▶ **Work instruction**:
Return every line in the entries below where the word "placemat" shows up.

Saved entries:

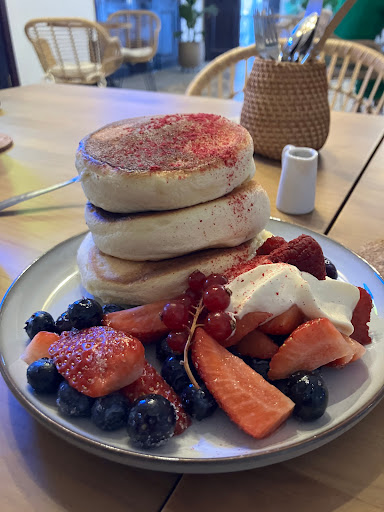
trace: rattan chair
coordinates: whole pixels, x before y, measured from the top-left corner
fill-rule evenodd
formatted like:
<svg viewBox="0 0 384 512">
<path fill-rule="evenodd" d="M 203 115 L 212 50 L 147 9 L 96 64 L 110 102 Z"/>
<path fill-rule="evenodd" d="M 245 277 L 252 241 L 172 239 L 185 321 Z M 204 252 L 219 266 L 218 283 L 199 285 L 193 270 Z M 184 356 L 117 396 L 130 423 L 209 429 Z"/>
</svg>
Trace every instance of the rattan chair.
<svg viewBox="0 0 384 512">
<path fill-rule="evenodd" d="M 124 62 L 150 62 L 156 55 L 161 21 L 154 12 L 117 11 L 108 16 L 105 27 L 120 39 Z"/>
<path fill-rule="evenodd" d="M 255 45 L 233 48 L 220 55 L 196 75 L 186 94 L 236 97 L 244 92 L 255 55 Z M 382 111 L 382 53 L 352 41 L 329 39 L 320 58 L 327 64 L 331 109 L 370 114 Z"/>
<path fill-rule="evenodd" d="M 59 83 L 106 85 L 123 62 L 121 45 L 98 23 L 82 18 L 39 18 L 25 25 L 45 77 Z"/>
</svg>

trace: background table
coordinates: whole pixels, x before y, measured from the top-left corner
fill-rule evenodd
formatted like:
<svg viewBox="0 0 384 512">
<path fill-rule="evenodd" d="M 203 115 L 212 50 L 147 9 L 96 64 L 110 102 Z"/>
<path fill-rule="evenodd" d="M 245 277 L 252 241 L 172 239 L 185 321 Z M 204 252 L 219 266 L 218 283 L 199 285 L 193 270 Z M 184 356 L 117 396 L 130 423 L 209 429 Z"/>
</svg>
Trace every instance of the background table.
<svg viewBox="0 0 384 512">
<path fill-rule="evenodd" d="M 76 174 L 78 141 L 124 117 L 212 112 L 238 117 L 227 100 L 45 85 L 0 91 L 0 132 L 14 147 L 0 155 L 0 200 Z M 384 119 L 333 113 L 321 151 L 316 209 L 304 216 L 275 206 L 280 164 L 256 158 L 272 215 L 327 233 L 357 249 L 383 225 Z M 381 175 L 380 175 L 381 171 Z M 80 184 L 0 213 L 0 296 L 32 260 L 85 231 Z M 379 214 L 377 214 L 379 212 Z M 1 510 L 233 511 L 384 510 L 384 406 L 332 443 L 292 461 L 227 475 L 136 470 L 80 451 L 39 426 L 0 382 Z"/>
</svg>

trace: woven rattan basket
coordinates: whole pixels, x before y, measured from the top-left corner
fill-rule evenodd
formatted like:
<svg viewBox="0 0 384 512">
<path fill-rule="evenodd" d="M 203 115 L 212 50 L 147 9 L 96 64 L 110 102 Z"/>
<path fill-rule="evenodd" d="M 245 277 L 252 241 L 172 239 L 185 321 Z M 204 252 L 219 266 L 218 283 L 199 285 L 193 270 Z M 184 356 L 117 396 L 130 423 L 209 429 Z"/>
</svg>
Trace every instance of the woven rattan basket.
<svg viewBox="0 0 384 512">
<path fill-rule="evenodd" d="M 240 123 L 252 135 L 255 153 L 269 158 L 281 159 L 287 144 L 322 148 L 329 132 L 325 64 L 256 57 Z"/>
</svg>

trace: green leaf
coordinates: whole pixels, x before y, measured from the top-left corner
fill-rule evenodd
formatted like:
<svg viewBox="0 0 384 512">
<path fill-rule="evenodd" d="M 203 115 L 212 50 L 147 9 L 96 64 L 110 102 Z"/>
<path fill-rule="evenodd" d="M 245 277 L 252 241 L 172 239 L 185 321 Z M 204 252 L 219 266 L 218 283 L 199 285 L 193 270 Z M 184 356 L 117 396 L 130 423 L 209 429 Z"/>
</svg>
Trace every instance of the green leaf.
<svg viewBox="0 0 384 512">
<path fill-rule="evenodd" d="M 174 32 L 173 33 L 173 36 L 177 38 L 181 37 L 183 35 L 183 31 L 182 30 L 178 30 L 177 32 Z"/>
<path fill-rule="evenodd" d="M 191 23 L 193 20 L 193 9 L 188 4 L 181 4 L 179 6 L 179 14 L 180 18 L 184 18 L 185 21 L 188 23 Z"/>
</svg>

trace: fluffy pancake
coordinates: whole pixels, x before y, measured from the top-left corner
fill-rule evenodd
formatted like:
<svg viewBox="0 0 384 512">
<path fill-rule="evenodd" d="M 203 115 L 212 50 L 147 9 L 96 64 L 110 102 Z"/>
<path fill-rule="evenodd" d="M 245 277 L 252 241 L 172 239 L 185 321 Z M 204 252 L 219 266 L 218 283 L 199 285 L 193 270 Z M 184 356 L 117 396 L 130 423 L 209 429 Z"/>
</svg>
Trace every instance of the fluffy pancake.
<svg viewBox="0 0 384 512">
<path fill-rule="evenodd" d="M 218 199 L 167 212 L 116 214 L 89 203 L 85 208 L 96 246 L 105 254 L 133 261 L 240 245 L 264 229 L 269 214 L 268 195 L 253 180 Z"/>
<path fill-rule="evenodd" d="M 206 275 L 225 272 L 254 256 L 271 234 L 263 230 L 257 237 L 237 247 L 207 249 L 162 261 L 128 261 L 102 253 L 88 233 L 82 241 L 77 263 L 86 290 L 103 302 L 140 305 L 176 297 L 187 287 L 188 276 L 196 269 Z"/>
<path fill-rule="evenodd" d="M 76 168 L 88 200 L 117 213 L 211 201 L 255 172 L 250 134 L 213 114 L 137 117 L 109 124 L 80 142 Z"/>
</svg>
---
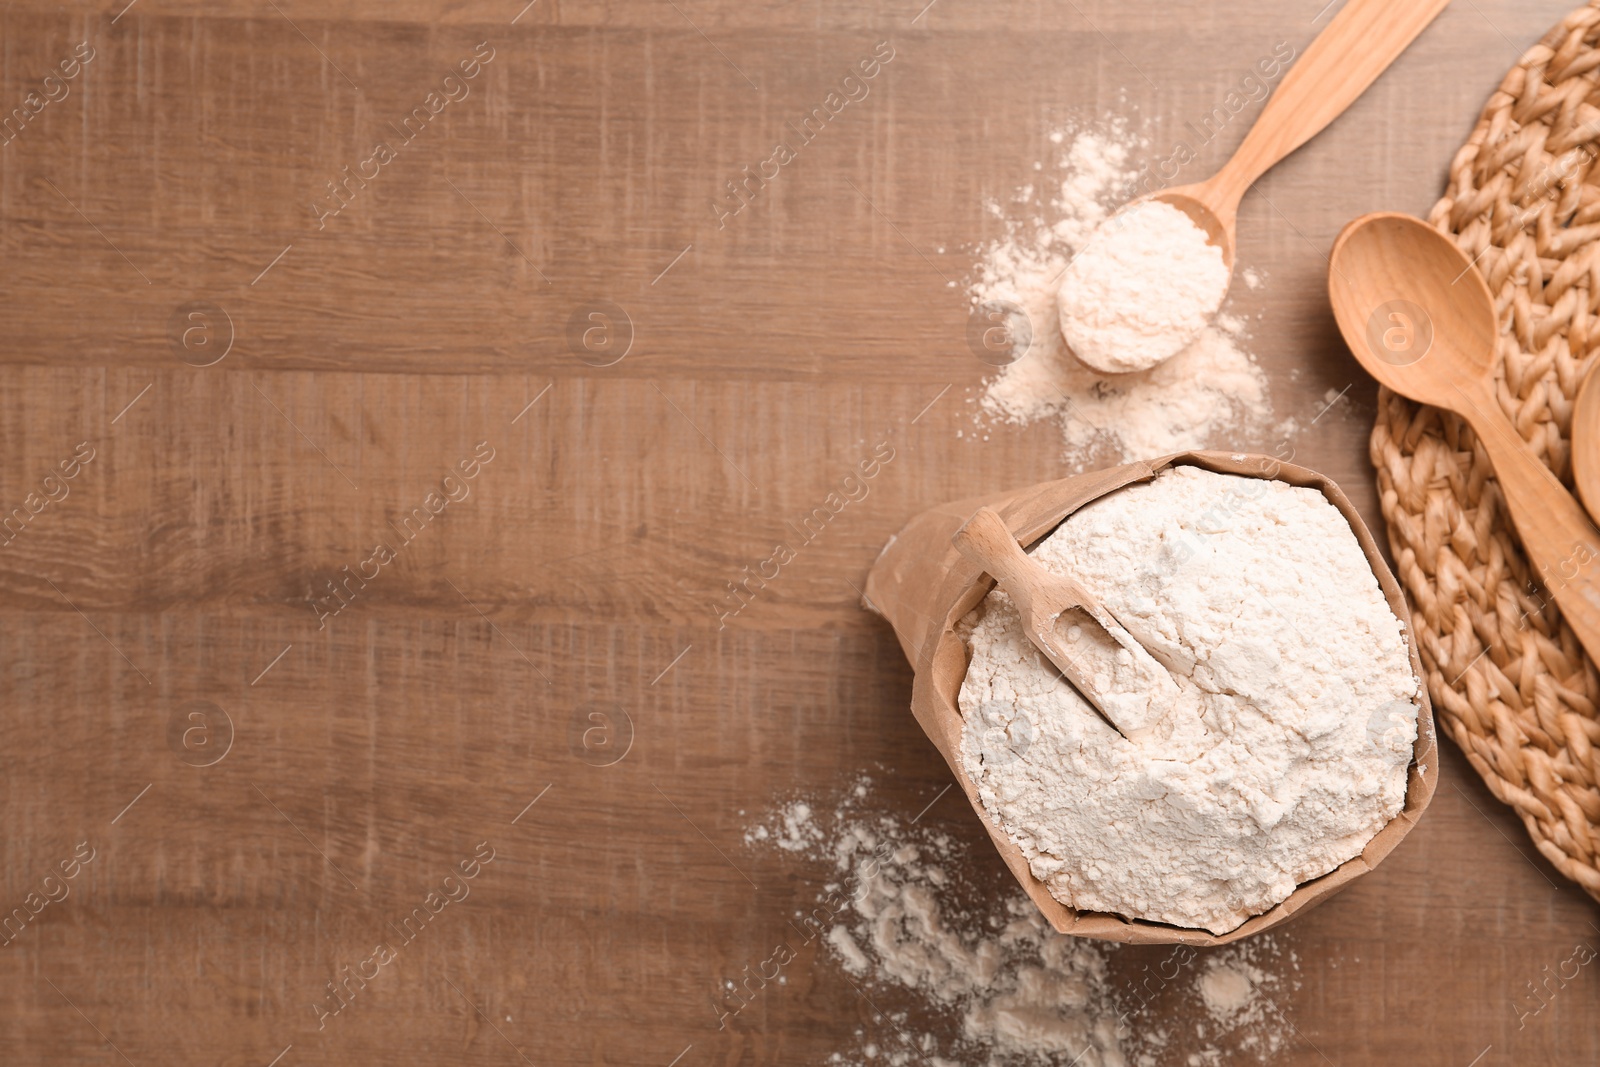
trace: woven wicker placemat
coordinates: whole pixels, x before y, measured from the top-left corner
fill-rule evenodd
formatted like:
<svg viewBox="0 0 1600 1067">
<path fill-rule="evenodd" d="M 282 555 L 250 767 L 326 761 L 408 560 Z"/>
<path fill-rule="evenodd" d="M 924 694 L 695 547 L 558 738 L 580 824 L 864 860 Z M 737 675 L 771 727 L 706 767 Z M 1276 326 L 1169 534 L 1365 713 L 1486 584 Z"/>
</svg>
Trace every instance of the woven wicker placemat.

▶ **Exercise solution**:
trace: woven wicker placemat
Trace every instance of the woven wicker placemat.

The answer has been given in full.